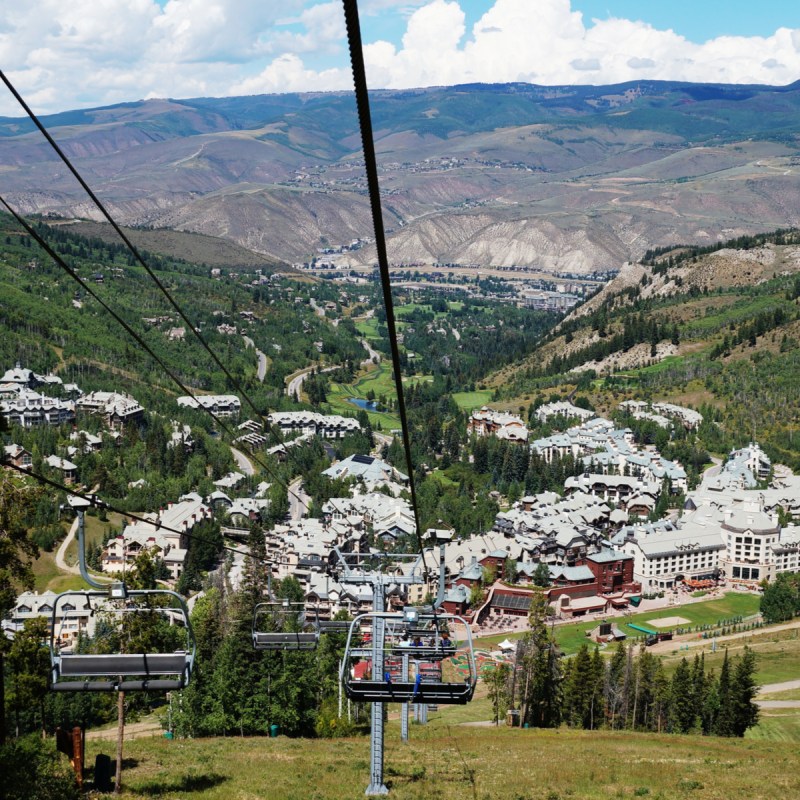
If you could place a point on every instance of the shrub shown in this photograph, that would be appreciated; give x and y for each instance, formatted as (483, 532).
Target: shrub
(32, 769)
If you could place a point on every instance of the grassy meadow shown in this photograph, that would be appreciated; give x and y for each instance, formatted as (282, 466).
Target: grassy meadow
(449, 761)
(460, 755)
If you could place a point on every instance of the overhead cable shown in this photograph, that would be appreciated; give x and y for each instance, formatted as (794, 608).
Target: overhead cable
(370, 162)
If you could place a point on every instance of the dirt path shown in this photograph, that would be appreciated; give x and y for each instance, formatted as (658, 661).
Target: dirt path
(785, 686)
(668, 647)
(62, 551)
(136, 730)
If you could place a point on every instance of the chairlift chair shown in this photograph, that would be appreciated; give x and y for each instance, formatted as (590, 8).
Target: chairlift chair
(415, 656)
(128, 672)
(285, 625)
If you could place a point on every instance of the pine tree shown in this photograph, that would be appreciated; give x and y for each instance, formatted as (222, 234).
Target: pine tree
(682, 706)
(743, 692)
(540, 669)
(578, 690)
(724, 722)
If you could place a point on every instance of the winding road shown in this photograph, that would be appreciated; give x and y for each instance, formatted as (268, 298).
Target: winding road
(243, 462)
(262, 359)
(374, 355)
(295, 385)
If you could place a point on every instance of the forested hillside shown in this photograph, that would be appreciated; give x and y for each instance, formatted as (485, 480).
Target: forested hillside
(714, 328)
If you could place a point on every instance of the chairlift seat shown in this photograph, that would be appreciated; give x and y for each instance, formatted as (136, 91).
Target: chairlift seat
(281, 615)
(394, 651)
(285, 640)
(121, 665)
(409, 692)
(130, 672)
(334, 626)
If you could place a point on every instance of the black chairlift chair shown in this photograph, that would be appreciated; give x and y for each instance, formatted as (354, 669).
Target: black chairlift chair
(128, 672)
(106, 604)
(283, 625)
(418, 659)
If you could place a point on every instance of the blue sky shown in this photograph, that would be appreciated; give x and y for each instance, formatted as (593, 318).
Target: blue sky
(697, 20)
(96, 52)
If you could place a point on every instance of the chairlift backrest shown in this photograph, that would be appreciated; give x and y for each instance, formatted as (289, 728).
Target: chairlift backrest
(136, 671)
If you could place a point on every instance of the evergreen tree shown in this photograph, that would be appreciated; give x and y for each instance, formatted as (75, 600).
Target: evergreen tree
(541, 669)
(578, 690)
(743, 691)
(682, 704)
(724, 724)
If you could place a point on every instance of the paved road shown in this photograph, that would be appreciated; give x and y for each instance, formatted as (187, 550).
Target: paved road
(374, 356)
(296, 383)
(243, 462)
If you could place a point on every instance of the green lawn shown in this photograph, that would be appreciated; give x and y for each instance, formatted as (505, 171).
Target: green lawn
(95, 532)
(468, 401)
(776, 726)
(368, 328)
(572, 635)
(378, 380)
(45, 571)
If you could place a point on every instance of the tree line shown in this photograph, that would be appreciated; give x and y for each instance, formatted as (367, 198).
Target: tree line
(628, 691)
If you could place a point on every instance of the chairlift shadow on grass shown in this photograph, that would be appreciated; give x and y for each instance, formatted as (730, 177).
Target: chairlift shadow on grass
(187, 783)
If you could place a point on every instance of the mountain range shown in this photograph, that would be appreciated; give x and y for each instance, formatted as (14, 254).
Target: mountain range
(566, 178)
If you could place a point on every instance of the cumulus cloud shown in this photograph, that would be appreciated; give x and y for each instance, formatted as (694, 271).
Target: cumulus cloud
(641, 63)
(93, 52)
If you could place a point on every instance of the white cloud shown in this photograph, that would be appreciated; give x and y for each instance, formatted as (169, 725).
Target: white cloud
(92, 52)
(287, 74)
(325, 31)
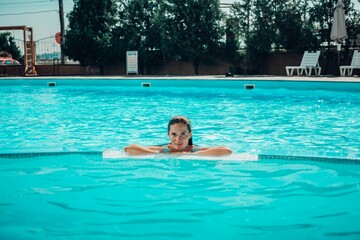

━━━━

* _Task details_
Could you reproduce exactly the lines from the one containing "as (730, 177)." through the last line of the records, both included, leaving out the pictures?

* _Worked solution_
If you could place a point on every instance of the chairlift shadow on grass shown in this photograph, that would be appreciated; give x and y for each instance, formatted as (730, 177).
Target: chairlift shadow on grass
(187, 783)
If you could place a point on every instance of the mountain range shown in this photograph, that would be appreciated; give x and y for each instance, formatted as (14, 254).
Target: mountain range
(566, 178)
If you could place a point on every instance of the cumulus cloud shown in this photograph, that would be appreciated; give x and y for each instance, formatted as (694, 271).
Target: cumulus cloud
(641, 63)
(93, 52)
If you could place a point on every instance of the white cloud shown in this photograph, that would be appreciated; give x and y for each instance, formatted as (169, 725).
Target: white cloud
(92, 52)
(287, 74)
(325, 31)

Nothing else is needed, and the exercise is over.